*** Excerpted records ***

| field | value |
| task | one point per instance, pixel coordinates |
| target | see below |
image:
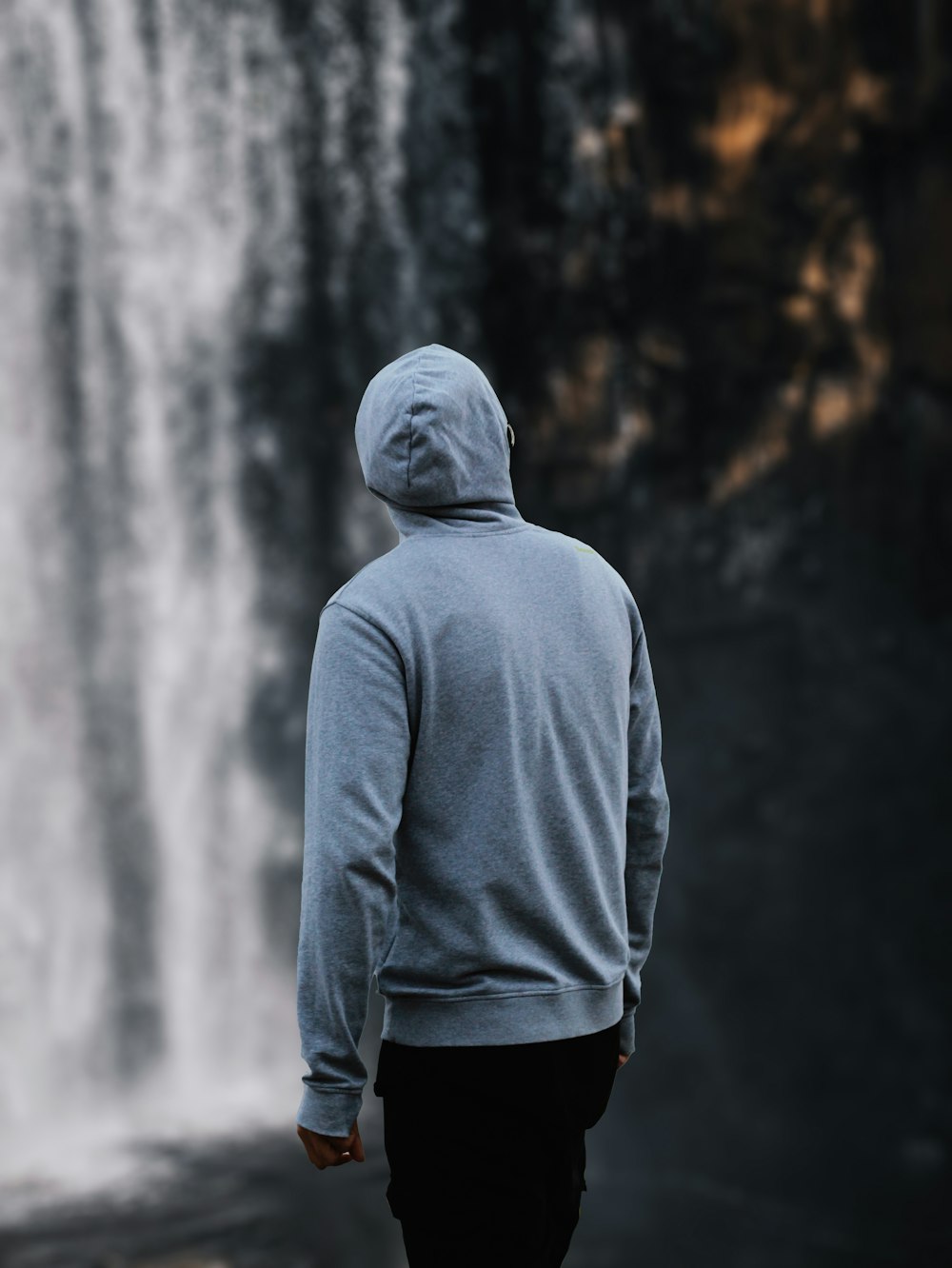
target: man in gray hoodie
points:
(486, 820)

***

* **What you should do**
Copy out every line in the listing where the word "target" appears.

* **Response**
| target | see below |
target: man in gray hoodie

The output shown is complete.